• _Exercise data_:

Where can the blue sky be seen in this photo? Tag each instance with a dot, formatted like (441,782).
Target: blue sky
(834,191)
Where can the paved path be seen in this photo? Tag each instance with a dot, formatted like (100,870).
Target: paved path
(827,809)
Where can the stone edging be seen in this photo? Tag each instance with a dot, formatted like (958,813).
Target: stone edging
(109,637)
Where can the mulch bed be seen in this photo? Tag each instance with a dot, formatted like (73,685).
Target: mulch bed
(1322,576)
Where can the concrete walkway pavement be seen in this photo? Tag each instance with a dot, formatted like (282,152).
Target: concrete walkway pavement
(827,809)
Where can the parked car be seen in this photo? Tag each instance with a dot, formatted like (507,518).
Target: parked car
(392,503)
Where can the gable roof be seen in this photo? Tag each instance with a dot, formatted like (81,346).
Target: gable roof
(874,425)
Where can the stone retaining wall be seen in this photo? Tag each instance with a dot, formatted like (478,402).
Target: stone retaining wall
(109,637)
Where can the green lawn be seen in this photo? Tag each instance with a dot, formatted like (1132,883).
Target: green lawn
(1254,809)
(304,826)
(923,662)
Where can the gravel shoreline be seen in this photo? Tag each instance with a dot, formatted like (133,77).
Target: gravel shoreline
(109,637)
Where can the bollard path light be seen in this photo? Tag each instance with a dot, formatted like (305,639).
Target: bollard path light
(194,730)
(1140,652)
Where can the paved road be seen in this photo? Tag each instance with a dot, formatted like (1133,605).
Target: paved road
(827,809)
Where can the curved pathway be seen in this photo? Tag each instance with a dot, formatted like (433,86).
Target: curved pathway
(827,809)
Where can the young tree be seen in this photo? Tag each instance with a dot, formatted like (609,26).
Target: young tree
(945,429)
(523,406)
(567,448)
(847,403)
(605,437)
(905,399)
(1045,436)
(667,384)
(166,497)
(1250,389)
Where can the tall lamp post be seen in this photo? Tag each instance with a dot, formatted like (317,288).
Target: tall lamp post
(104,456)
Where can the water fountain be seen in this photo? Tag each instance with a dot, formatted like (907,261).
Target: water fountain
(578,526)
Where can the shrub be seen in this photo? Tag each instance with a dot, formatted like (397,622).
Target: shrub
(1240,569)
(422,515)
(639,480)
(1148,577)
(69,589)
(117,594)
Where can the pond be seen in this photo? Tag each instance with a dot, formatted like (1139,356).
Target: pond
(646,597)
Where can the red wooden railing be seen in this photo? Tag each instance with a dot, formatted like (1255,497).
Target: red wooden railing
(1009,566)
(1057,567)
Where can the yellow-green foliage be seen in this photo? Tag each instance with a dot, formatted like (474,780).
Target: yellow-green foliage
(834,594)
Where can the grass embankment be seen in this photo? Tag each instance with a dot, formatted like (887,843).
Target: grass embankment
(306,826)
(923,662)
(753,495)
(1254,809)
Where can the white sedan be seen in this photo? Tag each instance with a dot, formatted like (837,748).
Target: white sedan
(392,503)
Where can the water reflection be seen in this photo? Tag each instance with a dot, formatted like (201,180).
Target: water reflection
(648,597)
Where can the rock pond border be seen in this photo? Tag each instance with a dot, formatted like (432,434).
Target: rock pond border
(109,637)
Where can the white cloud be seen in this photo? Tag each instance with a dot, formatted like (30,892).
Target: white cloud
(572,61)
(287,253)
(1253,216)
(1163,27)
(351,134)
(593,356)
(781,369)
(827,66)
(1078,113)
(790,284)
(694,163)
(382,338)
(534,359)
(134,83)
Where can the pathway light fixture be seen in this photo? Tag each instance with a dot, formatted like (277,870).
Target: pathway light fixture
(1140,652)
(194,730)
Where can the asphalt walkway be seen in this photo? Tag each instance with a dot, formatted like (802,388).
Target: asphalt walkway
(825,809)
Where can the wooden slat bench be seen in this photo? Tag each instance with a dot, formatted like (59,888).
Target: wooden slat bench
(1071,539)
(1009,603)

• _What is being asked_: Nothing in the listing may be changed; retype it all exactly.

• _Answer to the problem_:
Where can the blue sky be seen in this photo? Tag each instance with a dot, formatted like (441,782).
Target: blue sky
(834,191)
Where can the paved path be seen in this photo? Tag each instance with a dot, formatted like (100,870).
Target: paved path
(827,809)
Where can the stone edging be seen in this photo? Tag each instance with a dot, formatted like (958,813).
Target: stone edging
(109,637)
Where can the mulch bed be seen in this photo? Tag each instance with a dot, formatted like (73,685).
Target: mulch bed
(1322,576)
Where can the concrete walkway pavement be seen in this photo? Tag each instance with a dot, formatted like (282,152).
Target: concrete walkway pavement
(827,809)
Where can the parked car be seen in this photo? Tag each instance with a dot, formatted like (507,518).
Target: parked car
(392,503)
Where can the gable roof be seen in this photo? Tag each instance with a dot, formatted like (81,346).
Target: gable roof
(874,425)
Where can the stone retaining wall be seen in this photo? Tag each instance with a dot, formatted like (478,402).
Target: stone retaining wall
(109,637)
Where can the green lawn be seen in this photo? Tag each instance with a dot, formatted like (1132,883).
Target: green lawn
(1254,809)
(304,826)
(923,662)
Where can the gravel shoreline be seen in this photo? Tag each instance with a dot, formatted like (133,77).
Target: gravel shoreline
(109,637)
Where can the bollard path light be seen in this photo? Tag each instance with a dot, formatted like (305,639).
Target: bollard path light
(194,730)
(1140,652)
Where can the paved road be seen in this photo? Tag each instance with a dot, formatted like (1133,605).
Target: paved road
(827,809)
Where can the curved pathway be seen in this photo? Tag each instance with a dot, formatted like (433,86).
Target: curved pathway
(827,809)
Where can the young tree be seen in this photo? Tag each instance with a dot, formatted like (609,26).
Target: young tree
(945,429)
(523,406)
(567,448)
(847,403)
(605,437)
(905,399)
(1045,436)
(667,384)
(166,497)
(1250,389)
Where can the tall lamp post be seen in this photo? Tag each instance with a dot, formatted like (317,288).
Target: tall lamp post
(104,456)
Where can the water fountain be seen in this photo? Tag each instance with a dot, formatted like (907,261).
Target: water fountain
(578,526)
Where can the shrub be seen in this photo? Tag each instance with a dot, formatted like (397,622).
Target: shrub
(1240,569)
(422,515)
(639,480)
(1148,577)
(69,589)
(117,594)
Where can the pond be seen in this photo? Tag each instance with a dot, formatted like (1139,356).
Target: pond
(646,597)
Where can the red wooden railing be seen in this photo? Tag each instance with a dot, formatted like (1255,497).
Target: red wooden railing
(1009,566)
(1057,567)
Where can the yellow-green foliage be seen in this photo? Tag each instance with a dot, formatted like (474,780).
Target: yellow-green foliage
(834,594)
Where can the grass embankment be seen in this photo? Tag each instance with a dot, formatted like (887,843).
Target: grass embankment
(306,826)
(923,662)
(753,495)
(1254,809)
Where can the white sedan be seen in this photo? Tag each instance with a dot, formatted like (837,748).
Target: white sedan
(392,503)
Where can the water reflection be seen in this photo? Tag each instance with a dot, formatted like (201,180).
Target: water reflection
(648,597)
Where can the rock pond border be seen in this photo? Tag each instance with a dot, formatted like (432,434).
Target: rock pond border
(109,637)
Where can the white cloud be seen in this photo? Tag each instance with a dot, formatted like (30,892).
Target: white cloud
(572,61)
(287,253)
(1253,216)
(1163,27)
(351,134)
(593,356)
(781,369)
(827,66)
(1078,113)
(790,284)
(694,163)
(382,338)
(534,359)
(134,83)
Where can the pathway light fixture be seen in this photo? Tag each instance with a dot, formatted like (277,870).
Target: pathway light fixture
(1140,652)
(194,730)
Where can the asphalt walkway be seen in this photo? Tag each instance with a dot, formatted like (802,388).
Target: asphalt walkway
(825,809)
Where can the wooden slat bench be seen in this photo? Tag each instance with a dot, formatted like (59,888).
Target: wooden slat bench
(1071,539)
(1009,603)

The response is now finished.